--- Provided records Enclosed Below ---

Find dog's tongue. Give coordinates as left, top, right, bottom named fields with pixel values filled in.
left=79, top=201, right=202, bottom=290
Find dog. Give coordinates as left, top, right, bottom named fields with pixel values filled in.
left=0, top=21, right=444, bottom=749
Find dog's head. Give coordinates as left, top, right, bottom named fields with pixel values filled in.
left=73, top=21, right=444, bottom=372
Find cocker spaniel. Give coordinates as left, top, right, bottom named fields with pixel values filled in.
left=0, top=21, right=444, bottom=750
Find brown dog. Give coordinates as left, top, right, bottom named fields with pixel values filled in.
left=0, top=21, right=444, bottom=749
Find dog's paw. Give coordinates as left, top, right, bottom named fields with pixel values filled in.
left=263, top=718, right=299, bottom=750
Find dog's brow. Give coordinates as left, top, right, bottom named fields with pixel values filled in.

--- End of Enclosed Provided records ---

- [Your instructions]:
In your response, reproduce the records exactly, every one.

- [Response to the task]:
Find dog's tongue. Give coordinates as left, top, right, bottom named fields with pixel values filled in.
left=79, top=201, right=202, bottom=290
Find dog. Give coordinates as left, top, right, bottom named fields with pixel values filled in.
left=0, top=21, right=444, bottom=749
Find dog's head. Give coordinates as left, top, right, bottom named fields with pixel values filled in.
left=73, top=21, right=444, bottom=372
Find cocker spaniel. Give coordinates as left, top, right, bottom named fields with pixel values filled in.
left=0, top=21, right=444, bottom=750
Find brown dog. Give coordinates as left, top, right, bottom named fields with pixel values filled in.
left=0, top=21, right=444, bottom=749
Find dog's paw. Give coordinates as left, top, right, bottom named fields with pixel values filled in.
left=263, top=718, right=299, bottom=750
Find dog's brow. Give coordinates as left, top, right, bottom named fields with pixel values filled in.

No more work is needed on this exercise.